-- Fragmento --
────
A medida que avanzábamos en el proceso, también comenzamos a identificar mis patrones de pensamiento negativos y me di cuenta de que muchas veces me castigaba por lo que consideraba «malas elecciones» alimenticias, y eso me llevaba a una espiral de culpabilidad y restricción. La psicóloga me ayudó a desafiar esos pensamientos, a ser más compasiva conmigo misma y a entender que todos tenemos altibajos. Aprendí que un «desliz» no definía mi valor ni mi progreso, y que era perfectamente normal disfrutar de un trozo de pastel o de una pizza de vez en cuando.

Otra parte importante de mi proceso fue la planificación de las comidas y, juntas, desarrollamos un plan de alimentación equilibrado que incluía una variedad de alimentos saludables, pero también espacios para las indulgencias. Aprender a planificar mis comidas no solo me dio un sentido de control, sino que también me ayudó a evitar decisiones impulsivas cuando tenía hambre. Además, la psicóloga me animó a experimentar con nuevas recetas y a incluir alimentos que nunca había considerado, lo que hizo que la cocina se convirtiera en un lugar de creatividad en lugar de una fuente de estrés.

Con el tiempo, noté cambios no solo en mi relación con la comida, sino también en mi bienestar general, ya que me sentía más enérgica y menos ansiosa. La práctica del mindfulness y la atención a mis emociones me ayudaron a gestionar mejor el estrés, y eso se reflejó en mi alimentación. Ya no recurría a la comida como una vía de escape; en cambio, había aprendido a buscar otras formas de lidiar con mis sentimientos, como el ejercicio, la meditación y la escritura.
────
-- Sección de datos --
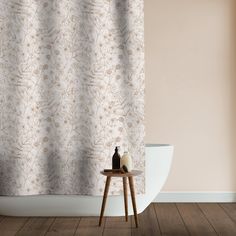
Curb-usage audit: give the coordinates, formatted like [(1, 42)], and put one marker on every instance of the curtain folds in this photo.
[(72, 88)]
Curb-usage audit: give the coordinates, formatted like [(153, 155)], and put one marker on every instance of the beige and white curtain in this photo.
[(71, 89)]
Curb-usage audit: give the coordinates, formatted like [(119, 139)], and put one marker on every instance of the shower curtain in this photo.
[(72, 88)]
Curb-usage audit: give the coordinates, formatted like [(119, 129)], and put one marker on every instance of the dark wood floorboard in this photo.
[(158, 219), (9, 226), (219, 219), (194, 219), (63, 226), (230, 209), (170, 220)]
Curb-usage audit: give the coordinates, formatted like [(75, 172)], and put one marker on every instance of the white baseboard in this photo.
[(196, 197)]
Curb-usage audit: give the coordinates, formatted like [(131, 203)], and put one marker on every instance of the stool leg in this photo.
[(131, 185), (108, 180), (125, 197)]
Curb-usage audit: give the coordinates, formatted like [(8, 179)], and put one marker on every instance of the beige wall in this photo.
[(190, 90)]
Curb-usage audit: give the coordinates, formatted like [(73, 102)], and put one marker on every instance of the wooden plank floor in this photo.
[(166, 219)]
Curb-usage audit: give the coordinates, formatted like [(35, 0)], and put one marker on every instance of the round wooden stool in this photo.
[(128, 175)]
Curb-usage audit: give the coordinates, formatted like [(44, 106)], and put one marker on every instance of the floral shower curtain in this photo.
[(71, 89)]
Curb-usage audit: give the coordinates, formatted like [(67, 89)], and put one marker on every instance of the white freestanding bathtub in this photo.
[(157, 165)]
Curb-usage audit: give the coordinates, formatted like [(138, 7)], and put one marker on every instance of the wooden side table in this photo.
[(130, 176)]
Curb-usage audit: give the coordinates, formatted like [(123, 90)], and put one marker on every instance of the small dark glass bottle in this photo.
[(116, 160)]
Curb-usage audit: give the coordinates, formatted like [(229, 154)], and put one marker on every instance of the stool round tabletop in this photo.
[(120, 174)]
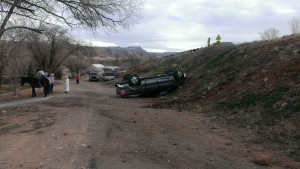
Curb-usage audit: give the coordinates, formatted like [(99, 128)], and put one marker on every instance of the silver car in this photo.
[(108, 76)]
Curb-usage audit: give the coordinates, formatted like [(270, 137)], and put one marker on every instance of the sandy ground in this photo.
[(92, 128)]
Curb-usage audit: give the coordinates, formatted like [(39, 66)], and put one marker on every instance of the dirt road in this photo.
[(92, 128)]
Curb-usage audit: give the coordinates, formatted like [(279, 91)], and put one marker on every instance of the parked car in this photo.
[(108, 76), (94, 76), (148, 86)]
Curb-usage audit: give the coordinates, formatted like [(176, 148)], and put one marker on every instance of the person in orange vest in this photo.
[(208, 41), (218, 39)]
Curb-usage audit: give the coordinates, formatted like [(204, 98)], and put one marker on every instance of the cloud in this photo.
[(176, 25)]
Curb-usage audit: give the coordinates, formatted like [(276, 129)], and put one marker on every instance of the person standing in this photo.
[(40, 75), (77, 78), (208, 41), (51, 80), (218, 39), (66, 84)]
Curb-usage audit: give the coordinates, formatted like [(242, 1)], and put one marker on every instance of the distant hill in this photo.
[(253, 86), (116, 53)]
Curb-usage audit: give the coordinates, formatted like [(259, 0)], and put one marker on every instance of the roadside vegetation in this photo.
[(254, 86)]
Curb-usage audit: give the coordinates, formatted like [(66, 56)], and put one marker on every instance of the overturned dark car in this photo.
[(150, 86)]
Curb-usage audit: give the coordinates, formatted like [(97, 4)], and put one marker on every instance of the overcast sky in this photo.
[(179, 25)]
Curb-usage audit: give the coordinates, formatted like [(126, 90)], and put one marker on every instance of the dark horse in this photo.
[(35, 84)]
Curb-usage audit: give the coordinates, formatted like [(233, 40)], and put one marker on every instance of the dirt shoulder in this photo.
────
-- Qué hacer --
Según el fragmento, ¿qué formas de lidiar con los sentimientos aprendió a buscar quien narra en lugar de recurrir a la comida?

-- Respuesta --
El ejercicio, la meditación y la escritura.